Что касается моих сверстников — насколько они осведомлены о том, кто такой Павел Александрович. Павел Александрович, всё-таки, был, в первую очередь, религиозным мыслителем, философом, и, помимо его богословских работ, известны его искусствоведческие работы. Поэтому, в моём окружении, люди, которые интересуются искусством, как правило, знают его работы — «Иконостас», «Столп и утверждение Истины» — несмотря на то, что это богословская работа, она была отмечена очень как, непосредственно, яркая... яркий художественный пример.
К.Мацан:
— Продвинутые у Вас сверстники, я Вам скажу, если они...
А.Леонтьева:
— Я так с восхищением смотрю на Ивана!
К.Мацан:
— ... «Столп и утверждение Истины» знают!
А.Леонтьева:
— Да!

■ ■ ■ ■ ■ ■ ■

**ЧТО НУЖНО СДЕЛАТЬ**.
[a] Воспроизведите без изменений фрагмент беседы о Павле Александровиче от «Что касается моих» до «смотрю на Ивана!» включительно.
[b] Перепишите в виде JSON-списка строк только записи, начиная со строки, где есть «lookup front wheel --output bbox», и до конца записей: каждой строке соответствует один элемент списка, пустые строки пропустите.

■ ■ ■ ■ ■ ■ ■

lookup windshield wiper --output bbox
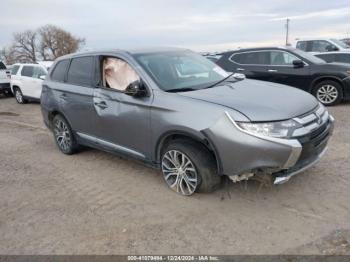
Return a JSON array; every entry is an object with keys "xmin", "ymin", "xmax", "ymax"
[
  {"xmin": 167, "ymin": 87, "xmax": 197, "ymax": 93},
  {"xmin": 205, "ymin": 72, "xmax": 235, "ymax": 89}
]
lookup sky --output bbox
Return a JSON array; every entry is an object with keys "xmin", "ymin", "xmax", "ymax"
[{"xmin": 0, "ymin": 0, "xmax": 350, "ymax": 51}]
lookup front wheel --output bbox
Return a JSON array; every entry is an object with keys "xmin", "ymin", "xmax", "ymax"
[
  {"xmin": 161, "ymin": 140, "xmax": 221, "ymax": 196},
  {"xmin": 52, "ymin": 115, "xmax": 77, "ymax": 155},
  {"xmin": 313, "ymin": 80, "xmax": 343, "ymax": 106},
  {"xmin": 15, "ymin": 88, "xmax": 27, "ymax": 104}
]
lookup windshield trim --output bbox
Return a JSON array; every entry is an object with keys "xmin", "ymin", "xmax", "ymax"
[{"xmin": 132, "ymin": 50, "xmax": 231, "ymax": 92}]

■ ■ ■ ■ ■ ■ ■

**ПОЛНЫЕ ОТВЕТЫ**.
[a]
Что касается моих сверстников — насколько они осведомлены о том, кто такой Павел Александрович. Павел Александрович, всё-таки, был, в первую очередь, религиозным мыслителем, философом, и, помимо его богословских работ, известны его искусствоведческие работы. Поэтому, в моём окружении, люди, которые интересуются искусством, как правило, знают его работы — «Иконостас», «Столп и утверждение Истины» — несмотря на то, что это богословская работа, она была отмечена очень как, непосредственно, яркая... яркий художественный пример.
К.Мацан:
— Продвинутые у Вас сверстники, я Вам скажу, если они...
А.Леонтьева:
— Я так с восхищением смотрю на Ивана!

[b]
[
  "lookup front wheel --output bbox",
  "Return a JSON array; every entry is an object with keys \"xmin\", \"ymin\", \"xmax\", \"ymax\"",
  "[",
  "  {\"xmin\": 161, \"ymin\": 140, \"xmax\": 221, \"ymax\": 196},",
  "  {\"xmin\": 52, \"ymin\": 115, \"xmax\": 77, \"ymax\": 155},",
  "  {\"xmin\": 313, \"ymin\": 80, \"xmax\": 343, \"ymax\": 106},",
  "  {\"xmin\": 15, \"ymin\": 88, \"xmax\": 27, \"ymax\": 104}",
  "]",
  "lookup windshield trim --output bbox",
  "Return a JSON array; every entry is an object with keys \"xmin\", \"ymin\", \"xmax\", \"ymax\"",
  "[{\"xmin\": 132, \"ymin\": 50, \"xmax\": 231, \"ymax\": 92}]"
]